**Written request A:** According to the forum thread, why does the reply suggest using os.walk?
**Written request B:** Reproduce the passage of the forum thread between "subcounter = 0" and "target = open(filename, 'w')", inclusive.
**Written request C:** Name every Python module that appears in an import statement anywhere in the forum thread, listing each module once.

**Text excerpt:**

## Start

I have many subdirectories in my main directory and would like to write a script to unzip and convert all the files within it. If possible, I would also like to combine all the CSV within a single directory into a single CSV. But more importantly, I need help with my nested loop.
import gzip
import csv
import os
subdirlist = os.listdir('/home/user/Desktop/testloop')
subtotal = len(subdirlist)
subcounter = 0
for dirlist in subdirlist:
print "Working On " + dirlist
total = len(dirlist)
counter = 0
for dir in dirlist:
print "Working On " + dir
f = gzip.open('/' + str(subdirlist) + '/' + dir, 'rb')
file_content = f.read()
f.close()
print "25% Complete"
filename = '/' + str(subdirlist) + '/temp.txt'
target = open(filename, 'w')
target.write(file_content)
target.close()
print "50% Complete!"
csv_file = '/' + str(subdirlist) + '/' + str(dir) + '.csv'
in_txt = csv.reader(open(filename, "rb"), delimiter = '\t')
out_csv = csv.writer(open(csv_file, 'wb'))
out_csv.writerows(in_txt)
os.remove(filename)
os.remove('/' + str(subdirlist) + '/' + dir)
counter+=1
print str(counter) + "/" + str(total) + " " + str(dir) + " Complete!"
print "SubDirectory Converted!"
print str(subcounter) + "/" + str(subtotal) + " " + str(subdirlist) + " Complete!"
subcounter+=1
print "All Files Converted!"
Thanks in advance
To get lists of files and subdirectories, you can use os.walk
. Below is an implementation I wrote to get all files (optionally, of certain type(s)) in arbitrarily nested subdirectories:
from os import walk, sep
from functools import reduce # in Python 3.x only
def get_filelist(root, extensions=None):
"""Return a list of files (path and name) within a supplied root directory.
To filter by extension(s), provide a list of strings, e.g.
get_filelist(root, ["zip", "csv"])
"""
return reduce(lambda x, y: x+y,
[[sep.join([item[0], name]) for name in item[2]
if (extensions is None or
name.split(".")[-1] in extensions)]
for item in walk(root)])

## End

**Excerpts from a point labeling dataset:**
## Start

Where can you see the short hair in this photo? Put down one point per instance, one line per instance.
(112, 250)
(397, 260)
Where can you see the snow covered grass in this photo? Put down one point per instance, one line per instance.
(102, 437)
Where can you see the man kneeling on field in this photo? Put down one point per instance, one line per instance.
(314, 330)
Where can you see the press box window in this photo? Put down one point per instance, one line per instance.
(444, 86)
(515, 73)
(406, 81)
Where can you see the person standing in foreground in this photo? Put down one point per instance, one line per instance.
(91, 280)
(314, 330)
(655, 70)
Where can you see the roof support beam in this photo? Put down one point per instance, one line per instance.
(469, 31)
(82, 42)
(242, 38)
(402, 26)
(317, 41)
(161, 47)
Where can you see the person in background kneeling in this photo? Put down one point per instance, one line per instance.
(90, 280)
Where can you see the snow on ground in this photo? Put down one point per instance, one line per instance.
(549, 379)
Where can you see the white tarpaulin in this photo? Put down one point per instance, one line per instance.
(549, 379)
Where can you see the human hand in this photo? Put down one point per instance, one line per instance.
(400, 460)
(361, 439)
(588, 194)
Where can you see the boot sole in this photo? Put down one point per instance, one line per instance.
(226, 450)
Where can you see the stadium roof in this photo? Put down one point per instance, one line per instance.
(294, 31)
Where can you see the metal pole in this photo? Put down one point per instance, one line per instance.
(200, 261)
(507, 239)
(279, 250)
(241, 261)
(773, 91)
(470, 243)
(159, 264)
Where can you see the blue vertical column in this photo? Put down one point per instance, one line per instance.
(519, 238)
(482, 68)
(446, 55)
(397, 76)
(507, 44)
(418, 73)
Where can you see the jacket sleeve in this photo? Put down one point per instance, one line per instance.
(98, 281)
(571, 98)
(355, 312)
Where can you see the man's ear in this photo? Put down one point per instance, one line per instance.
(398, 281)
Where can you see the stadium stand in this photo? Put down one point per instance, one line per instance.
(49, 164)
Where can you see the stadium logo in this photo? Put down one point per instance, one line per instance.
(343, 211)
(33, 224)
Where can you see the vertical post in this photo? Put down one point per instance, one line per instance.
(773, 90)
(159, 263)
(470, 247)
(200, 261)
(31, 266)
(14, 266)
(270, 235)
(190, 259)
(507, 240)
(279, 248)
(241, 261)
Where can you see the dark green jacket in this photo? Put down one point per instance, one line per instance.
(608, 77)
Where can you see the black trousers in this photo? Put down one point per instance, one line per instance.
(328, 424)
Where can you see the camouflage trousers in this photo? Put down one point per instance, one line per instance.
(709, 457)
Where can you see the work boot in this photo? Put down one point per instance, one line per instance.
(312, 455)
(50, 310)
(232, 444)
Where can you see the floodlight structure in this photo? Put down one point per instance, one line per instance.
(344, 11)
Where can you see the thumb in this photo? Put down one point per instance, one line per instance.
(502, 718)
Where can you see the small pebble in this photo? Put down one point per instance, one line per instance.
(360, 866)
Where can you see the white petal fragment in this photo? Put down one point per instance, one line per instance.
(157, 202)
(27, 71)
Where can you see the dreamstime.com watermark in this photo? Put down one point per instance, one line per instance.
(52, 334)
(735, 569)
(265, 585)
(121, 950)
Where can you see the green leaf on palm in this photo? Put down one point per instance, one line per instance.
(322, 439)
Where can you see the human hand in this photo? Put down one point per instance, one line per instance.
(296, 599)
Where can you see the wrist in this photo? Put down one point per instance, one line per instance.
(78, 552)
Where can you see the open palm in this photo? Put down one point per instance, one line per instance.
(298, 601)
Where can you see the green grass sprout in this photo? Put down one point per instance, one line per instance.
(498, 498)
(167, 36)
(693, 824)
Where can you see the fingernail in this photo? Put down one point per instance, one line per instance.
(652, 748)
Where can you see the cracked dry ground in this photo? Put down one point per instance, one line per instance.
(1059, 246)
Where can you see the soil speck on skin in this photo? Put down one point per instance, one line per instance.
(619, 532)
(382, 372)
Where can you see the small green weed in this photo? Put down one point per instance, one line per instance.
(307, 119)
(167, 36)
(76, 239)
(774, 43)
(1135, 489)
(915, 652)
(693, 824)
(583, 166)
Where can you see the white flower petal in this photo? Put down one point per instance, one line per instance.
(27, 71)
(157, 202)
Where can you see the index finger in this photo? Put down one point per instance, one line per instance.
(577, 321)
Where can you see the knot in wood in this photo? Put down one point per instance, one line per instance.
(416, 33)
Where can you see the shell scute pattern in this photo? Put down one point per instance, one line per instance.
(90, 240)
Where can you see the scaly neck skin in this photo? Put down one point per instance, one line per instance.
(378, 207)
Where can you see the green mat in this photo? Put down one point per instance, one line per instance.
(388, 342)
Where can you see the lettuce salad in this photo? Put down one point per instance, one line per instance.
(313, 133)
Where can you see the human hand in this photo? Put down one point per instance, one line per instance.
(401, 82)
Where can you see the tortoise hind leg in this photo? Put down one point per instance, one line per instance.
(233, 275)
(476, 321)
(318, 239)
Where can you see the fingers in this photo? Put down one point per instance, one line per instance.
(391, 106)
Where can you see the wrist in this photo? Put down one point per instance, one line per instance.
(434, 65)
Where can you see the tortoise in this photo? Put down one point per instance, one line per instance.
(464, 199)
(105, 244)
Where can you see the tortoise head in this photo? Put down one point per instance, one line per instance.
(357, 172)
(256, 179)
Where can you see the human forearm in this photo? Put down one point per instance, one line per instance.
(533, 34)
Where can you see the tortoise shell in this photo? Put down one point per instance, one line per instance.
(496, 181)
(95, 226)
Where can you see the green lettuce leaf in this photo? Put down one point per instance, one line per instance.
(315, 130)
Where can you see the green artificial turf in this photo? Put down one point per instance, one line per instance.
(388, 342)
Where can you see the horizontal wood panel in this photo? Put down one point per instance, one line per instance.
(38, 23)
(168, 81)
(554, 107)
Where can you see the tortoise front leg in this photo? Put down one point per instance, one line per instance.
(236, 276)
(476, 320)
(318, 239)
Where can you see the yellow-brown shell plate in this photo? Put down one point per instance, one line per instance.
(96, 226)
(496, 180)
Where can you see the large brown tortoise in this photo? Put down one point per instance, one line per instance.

## End

**Reply A:** The reply suggests os.walk because it can be used to get lists of files and subdirectories. The implementation built on it collects all files, optionally only those of certain types, from arbitrarily nested subdirectories.

**Reply B:**
subcounter = 0
for dirlist in subdirlist:
print "Working On " + dirlist
total = len(dirlist)
counter = 0
for dir in dirlist:
print "Working On " + dir
f = gzip.open('/' + str(subdirlist) + '/' + dir, 'rb')
file_content = f.read()
f.close()
print "25% Complete"
filename = '/' + str(subdirlist) + '/temp.txt'
target = open(filename, 'w')

**Reply C:** gzip, csv, os, functools